* _GOAL OF THE EXERCISE_
List every line below containing "glass".

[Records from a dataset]
'''
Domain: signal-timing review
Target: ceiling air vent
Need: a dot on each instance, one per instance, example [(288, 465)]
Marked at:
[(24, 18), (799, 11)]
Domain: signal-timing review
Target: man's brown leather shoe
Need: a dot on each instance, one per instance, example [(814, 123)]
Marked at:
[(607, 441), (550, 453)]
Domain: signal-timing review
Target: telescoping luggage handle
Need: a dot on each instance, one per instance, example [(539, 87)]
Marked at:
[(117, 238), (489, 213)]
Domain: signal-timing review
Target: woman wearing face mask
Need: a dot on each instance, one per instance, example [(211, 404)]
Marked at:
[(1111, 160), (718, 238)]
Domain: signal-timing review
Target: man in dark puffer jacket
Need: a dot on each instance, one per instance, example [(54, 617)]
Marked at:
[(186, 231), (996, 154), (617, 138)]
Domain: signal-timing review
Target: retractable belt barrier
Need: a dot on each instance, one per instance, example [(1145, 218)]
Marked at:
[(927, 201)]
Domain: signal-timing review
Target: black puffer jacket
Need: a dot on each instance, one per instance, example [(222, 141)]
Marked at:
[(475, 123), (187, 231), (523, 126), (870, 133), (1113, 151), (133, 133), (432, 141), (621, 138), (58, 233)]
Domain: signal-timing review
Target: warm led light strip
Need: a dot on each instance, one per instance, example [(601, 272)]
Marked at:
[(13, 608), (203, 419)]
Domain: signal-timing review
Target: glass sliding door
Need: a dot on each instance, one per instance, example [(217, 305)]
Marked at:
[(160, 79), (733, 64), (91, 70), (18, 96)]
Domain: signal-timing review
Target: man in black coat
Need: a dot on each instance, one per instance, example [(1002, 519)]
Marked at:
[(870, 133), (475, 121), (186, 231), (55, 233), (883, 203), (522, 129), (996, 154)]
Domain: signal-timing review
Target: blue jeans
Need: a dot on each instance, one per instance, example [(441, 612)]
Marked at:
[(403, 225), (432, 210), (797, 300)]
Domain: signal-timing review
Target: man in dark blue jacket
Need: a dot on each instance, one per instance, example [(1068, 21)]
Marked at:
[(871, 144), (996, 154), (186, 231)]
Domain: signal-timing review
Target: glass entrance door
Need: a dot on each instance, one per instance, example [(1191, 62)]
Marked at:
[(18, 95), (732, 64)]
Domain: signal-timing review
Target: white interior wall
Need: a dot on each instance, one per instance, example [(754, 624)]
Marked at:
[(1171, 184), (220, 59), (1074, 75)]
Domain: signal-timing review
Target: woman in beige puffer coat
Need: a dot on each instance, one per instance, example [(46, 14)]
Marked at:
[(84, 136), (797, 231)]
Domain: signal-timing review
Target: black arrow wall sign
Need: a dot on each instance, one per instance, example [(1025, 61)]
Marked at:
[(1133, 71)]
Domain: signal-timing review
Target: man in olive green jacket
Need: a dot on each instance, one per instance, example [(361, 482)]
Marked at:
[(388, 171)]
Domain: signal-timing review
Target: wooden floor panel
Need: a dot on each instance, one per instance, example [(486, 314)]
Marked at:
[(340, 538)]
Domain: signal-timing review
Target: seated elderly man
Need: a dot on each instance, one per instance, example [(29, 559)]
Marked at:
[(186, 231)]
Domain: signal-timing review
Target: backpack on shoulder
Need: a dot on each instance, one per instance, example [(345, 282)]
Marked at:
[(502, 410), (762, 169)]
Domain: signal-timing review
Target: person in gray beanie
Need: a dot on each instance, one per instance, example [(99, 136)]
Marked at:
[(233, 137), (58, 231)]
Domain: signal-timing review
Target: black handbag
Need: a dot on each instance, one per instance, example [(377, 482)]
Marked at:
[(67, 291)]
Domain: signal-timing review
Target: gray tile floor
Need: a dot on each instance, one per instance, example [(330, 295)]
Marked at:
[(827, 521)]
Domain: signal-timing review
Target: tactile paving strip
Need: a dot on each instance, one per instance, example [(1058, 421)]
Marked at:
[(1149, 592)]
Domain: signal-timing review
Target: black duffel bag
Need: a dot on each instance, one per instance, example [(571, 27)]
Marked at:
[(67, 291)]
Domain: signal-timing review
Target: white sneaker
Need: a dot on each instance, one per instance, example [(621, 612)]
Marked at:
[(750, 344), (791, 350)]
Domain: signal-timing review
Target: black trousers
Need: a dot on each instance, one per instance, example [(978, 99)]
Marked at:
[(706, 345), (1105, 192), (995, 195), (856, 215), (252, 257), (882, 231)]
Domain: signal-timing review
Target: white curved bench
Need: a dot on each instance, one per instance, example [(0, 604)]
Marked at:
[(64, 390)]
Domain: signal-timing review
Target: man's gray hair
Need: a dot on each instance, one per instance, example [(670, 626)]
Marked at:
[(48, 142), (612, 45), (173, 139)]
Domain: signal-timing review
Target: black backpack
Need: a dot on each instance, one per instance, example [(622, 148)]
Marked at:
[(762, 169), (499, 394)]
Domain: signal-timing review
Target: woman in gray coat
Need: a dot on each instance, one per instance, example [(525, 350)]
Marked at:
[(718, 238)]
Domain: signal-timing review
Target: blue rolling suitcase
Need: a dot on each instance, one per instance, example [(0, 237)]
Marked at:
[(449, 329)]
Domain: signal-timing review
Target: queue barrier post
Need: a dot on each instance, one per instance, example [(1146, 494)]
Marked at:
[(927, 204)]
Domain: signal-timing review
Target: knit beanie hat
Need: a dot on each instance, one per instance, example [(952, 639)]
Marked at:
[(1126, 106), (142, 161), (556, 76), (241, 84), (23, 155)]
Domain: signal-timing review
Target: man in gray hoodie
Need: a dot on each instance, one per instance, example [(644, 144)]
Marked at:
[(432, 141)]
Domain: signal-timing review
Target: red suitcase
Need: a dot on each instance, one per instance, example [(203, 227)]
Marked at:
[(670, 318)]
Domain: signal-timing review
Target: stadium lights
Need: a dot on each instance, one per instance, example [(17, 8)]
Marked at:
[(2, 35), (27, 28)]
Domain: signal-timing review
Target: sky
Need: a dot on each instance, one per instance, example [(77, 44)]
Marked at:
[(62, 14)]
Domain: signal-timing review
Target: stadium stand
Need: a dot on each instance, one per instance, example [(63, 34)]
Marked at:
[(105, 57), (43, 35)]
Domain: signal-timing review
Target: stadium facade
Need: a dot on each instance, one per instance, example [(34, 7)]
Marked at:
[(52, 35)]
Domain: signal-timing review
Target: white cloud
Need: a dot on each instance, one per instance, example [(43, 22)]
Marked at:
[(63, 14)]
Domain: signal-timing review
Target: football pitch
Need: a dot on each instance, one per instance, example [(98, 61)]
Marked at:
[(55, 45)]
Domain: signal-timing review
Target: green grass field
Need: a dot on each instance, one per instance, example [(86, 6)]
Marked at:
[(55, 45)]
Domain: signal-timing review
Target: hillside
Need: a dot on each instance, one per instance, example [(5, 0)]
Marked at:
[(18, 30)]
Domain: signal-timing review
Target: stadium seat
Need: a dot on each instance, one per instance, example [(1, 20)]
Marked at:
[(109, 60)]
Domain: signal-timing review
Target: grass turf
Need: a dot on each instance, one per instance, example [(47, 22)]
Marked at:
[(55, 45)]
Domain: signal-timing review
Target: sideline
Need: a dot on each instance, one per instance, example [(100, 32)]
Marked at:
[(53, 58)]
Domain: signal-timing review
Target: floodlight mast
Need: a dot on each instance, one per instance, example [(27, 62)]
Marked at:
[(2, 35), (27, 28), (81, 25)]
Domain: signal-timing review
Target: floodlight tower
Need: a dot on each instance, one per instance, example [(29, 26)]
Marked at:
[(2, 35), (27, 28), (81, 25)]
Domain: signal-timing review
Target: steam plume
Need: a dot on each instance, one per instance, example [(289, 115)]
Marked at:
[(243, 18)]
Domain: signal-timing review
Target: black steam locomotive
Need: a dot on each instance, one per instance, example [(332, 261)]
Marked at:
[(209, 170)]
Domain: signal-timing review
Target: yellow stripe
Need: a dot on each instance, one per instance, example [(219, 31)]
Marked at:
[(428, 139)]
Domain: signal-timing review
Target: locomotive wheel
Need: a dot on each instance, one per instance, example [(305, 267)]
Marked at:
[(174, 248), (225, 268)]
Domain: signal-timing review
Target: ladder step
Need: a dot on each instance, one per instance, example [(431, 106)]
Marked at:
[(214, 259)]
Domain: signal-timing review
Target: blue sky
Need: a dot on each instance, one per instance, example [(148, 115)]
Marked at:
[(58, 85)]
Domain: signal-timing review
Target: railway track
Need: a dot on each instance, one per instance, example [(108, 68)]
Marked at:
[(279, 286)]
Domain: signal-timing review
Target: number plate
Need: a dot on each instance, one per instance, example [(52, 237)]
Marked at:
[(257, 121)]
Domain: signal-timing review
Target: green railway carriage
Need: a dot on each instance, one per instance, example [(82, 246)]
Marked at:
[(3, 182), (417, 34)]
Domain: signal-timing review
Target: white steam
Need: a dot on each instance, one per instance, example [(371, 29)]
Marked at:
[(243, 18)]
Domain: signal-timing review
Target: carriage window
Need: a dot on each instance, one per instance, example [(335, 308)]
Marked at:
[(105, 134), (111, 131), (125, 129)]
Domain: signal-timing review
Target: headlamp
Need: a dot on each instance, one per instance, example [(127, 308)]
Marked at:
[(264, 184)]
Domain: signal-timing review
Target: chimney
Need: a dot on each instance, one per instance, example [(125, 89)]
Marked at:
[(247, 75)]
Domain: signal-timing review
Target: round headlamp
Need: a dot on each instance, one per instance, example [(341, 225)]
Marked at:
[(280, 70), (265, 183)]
'''
* _ANSWER AREA_
Target: glass sliding door
Target: glass entrance door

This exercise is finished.